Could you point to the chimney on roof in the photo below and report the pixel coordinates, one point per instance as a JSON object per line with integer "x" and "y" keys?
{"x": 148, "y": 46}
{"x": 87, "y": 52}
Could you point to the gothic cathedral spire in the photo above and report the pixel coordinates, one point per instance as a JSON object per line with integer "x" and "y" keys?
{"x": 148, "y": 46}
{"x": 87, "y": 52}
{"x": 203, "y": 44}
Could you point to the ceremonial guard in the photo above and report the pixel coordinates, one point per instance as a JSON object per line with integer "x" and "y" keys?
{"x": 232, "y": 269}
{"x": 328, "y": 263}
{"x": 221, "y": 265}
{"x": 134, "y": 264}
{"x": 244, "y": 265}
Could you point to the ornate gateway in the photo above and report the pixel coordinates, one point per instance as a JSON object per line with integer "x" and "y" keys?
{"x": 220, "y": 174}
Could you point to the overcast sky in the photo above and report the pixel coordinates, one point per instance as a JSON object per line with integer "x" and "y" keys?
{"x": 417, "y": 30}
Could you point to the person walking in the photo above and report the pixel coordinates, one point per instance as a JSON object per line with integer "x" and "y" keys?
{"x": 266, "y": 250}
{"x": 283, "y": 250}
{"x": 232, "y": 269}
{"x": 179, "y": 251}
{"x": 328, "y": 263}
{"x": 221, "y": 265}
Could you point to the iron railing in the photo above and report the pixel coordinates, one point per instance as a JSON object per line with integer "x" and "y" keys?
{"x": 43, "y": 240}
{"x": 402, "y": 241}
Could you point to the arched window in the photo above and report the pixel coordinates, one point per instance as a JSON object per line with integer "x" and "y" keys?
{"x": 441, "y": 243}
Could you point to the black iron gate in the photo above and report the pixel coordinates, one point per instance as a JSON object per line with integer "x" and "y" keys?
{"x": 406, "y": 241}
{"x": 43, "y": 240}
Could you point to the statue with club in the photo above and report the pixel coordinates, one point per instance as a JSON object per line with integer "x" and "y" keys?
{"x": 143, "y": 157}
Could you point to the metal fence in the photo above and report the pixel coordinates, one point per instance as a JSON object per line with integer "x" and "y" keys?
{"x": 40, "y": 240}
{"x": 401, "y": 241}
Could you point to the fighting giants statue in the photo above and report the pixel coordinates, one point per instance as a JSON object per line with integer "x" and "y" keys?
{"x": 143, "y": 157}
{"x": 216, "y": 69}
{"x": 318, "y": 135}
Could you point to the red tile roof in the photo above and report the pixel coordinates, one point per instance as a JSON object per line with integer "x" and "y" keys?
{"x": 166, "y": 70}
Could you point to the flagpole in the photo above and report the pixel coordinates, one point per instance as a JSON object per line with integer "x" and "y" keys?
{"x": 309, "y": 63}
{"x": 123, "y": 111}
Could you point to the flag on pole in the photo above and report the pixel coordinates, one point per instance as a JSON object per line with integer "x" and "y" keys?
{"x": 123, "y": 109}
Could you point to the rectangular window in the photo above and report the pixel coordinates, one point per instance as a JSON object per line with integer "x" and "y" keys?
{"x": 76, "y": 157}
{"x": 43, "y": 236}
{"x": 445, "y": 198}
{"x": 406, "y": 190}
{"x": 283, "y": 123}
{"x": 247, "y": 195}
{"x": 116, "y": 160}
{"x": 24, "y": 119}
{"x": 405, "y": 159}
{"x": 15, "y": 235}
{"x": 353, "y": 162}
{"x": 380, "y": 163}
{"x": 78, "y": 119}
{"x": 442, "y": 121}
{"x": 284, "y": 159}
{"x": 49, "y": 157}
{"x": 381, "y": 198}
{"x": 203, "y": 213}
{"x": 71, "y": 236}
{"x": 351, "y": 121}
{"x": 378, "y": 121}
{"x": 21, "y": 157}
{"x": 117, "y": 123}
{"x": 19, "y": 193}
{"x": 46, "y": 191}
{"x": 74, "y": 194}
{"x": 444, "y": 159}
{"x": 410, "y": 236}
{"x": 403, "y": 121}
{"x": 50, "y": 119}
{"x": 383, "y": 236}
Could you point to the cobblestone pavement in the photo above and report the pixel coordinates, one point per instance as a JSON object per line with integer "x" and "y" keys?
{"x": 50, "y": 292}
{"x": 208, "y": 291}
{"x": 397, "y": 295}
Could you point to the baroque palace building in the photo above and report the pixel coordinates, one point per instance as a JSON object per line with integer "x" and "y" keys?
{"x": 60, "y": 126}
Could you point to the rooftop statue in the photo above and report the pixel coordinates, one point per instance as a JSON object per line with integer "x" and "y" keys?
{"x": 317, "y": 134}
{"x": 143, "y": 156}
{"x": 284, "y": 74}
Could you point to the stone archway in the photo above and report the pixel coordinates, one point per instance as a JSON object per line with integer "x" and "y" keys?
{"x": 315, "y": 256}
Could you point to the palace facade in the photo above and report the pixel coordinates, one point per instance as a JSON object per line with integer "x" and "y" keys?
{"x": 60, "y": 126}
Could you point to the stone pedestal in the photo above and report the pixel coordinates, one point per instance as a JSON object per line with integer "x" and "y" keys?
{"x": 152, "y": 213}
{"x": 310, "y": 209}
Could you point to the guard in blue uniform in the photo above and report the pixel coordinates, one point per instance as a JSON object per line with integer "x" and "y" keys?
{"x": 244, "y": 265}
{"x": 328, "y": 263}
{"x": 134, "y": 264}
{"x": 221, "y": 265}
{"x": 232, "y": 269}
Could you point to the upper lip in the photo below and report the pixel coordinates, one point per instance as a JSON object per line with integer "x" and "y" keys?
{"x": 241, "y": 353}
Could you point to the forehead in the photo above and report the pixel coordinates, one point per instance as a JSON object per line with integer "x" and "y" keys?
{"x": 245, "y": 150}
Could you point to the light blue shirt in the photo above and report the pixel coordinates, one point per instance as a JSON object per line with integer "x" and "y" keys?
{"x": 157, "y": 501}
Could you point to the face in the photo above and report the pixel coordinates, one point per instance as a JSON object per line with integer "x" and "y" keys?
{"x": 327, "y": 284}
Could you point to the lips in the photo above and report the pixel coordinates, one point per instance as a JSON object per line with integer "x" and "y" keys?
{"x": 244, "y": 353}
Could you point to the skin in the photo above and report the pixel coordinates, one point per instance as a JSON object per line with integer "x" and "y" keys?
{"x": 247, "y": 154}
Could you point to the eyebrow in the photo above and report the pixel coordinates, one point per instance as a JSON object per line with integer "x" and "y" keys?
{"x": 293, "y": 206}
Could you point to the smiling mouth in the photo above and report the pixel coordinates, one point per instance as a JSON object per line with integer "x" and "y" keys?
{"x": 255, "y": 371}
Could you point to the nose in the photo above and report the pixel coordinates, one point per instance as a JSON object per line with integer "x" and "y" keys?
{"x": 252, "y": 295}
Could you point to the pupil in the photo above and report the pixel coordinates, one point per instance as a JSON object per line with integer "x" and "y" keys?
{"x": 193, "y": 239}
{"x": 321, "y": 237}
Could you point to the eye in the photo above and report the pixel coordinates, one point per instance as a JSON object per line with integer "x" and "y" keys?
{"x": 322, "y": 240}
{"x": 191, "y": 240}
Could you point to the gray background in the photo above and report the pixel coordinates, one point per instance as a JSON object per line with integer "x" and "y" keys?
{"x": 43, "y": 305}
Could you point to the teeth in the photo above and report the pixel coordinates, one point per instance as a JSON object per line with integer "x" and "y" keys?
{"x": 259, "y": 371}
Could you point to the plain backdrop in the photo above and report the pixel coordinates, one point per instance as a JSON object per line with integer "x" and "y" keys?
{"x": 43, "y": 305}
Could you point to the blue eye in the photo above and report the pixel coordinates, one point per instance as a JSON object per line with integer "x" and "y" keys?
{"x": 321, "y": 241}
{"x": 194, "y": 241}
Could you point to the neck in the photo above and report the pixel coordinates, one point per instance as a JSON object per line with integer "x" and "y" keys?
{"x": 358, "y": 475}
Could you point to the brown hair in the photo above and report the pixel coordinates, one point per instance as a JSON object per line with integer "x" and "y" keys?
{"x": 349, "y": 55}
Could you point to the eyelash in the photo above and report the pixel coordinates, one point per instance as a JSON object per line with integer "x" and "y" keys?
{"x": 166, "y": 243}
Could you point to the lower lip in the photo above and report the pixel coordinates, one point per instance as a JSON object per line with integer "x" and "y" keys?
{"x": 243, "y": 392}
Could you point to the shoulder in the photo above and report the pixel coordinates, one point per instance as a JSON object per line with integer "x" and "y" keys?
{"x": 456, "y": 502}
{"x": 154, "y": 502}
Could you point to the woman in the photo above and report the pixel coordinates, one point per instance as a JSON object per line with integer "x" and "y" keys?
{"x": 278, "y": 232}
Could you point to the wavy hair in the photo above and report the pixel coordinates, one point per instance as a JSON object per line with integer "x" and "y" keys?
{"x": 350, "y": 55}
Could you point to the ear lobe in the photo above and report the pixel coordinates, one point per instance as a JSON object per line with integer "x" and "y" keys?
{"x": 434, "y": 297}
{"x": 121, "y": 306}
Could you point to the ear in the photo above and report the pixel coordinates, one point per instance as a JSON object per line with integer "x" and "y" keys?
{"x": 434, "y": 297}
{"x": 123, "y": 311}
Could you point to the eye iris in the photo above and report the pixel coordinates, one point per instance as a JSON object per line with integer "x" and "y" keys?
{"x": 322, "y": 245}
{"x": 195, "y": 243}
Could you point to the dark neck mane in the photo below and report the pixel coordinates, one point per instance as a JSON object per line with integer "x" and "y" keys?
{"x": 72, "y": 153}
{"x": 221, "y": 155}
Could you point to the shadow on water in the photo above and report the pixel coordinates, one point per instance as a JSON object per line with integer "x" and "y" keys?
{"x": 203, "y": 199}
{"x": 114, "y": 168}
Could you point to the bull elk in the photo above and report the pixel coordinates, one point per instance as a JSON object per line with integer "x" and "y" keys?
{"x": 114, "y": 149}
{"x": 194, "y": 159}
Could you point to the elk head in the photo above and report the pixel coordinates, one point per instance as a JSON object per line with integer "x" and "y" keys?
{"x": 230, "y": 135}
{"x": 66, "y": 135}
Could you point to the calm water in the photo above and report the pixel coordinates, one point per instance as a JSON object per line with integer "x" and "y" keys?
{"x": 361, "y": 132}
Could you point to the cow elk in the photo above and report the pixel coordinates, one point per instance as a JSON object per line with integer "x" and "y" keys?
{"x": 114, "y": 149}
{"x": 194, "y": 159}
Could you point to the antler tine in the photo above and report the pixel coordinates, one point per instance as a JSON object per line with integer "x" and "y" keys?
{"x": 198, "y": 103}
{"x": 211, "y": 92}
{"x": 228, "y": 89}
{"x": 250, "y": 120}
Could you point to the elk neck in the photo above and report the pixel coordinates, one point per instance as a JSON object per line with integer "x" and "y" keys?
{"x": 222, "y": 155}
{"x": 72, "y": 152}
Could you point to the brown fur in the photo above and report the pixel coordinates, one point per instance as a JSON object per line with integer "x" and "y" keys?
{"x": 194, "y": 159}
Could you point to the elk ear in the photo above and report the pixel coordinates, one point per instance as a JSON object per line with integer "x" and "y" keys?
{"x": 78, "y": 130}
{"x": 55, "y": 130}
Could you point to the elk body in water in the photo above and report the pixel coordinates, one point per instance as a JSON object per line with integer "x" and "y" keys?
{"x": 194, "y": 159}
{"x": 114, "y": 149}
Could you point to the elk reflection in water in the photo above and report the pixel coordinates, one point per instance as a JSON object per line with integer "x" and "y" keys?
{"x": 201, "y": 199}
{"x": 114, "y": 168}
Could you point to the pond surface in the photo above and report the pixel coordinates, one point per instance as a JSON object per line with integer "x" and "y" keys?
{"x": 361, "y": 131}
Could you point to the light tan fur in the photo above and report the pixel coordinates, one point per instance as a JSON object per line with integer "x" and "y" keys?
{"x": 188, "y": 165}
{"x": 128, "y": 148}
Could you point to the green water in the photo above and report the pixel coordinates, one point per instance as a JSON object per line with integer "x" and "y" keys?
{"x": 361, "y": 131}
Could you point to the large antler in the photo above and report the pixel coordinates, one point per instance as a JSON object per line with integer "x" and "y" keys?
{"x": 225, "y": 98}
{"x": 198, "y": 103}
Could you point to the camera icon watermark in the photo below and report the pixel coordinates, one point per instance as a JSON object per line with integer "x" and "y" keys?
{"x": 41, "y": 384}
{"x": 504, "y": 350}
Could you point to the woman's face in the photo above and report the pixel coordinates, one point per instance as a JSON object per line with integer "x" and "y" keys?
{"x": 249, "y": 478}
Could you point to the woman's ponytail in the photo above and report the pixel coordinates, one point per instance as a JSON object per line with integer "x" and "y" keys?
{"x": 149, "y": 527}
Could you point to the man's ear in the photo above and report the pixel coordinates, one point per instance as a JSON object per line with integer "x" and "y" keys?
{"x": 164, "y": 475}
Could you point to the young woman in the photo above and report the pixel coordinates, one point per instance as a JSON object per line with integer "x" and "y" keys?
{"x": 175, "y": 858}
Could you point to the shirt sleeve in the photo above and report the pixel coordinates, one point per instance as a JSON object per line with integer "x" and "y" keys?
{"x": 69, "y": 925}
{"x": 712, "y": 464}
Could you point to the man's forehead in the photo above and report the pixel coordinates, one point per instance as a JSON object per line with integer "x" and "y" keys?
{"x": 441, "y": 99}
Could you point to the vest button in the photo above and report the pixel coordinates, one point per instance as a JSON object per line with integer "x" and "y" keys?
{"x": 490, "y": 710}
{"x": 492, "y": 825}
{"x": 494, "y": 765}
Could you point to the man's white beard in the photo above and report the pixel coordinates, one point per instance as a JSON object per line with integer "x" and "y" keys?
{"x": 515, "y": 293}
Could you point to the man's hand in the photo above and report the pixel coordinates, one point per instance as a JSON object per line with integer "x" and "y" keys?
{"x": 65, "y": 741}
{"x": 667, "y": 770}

## What this task involves:
Starting at the line with "Could you point to the young", copy every line up to and including the last one in the entries above.

## Answer for this exercise:
Could you point to the young woman in the photo above and report the pixel coordinates, one point per instance as a JSON object per line with integer "x" and "y" keys?
{"x": 175, "y": 858}
Could you point to the shirt sleeve in the photo above and report the pixel coordinates, one point per instance as a JSON object per line with integer "x" and "y" keys?
{"x": 69, "y": 925}
{"x": 712, "y": 464}
Could you point to the man's forehead in the photo above and report the pixel coordinates, one point per instance as a JSON object per line with integer "x" and "y" keys?
{"x": 441, "y": 99}
Could you point to the vest button in the photo above and report the pixel coordinates, one point per instance as a JSON object per line with integer "x" and "y" keys?
{"x": 490, "y": 710}
{"x": 492, "y": 825}
{"x": 494, "y": 765}
Could you point to the man's white beard in the photo above and report the pixel coordinates, one point per instance as a JSON object per line with integer "x" and "y" keys?
{"x": 515, "y": 293}
Could you point to the man's hand in the photo above and report the pixel coordinates, one point per instance as a JSON object per line with integer "x" and "y" keys?
{"x": 65, "y": 741}
{"x": 667, "y": 770}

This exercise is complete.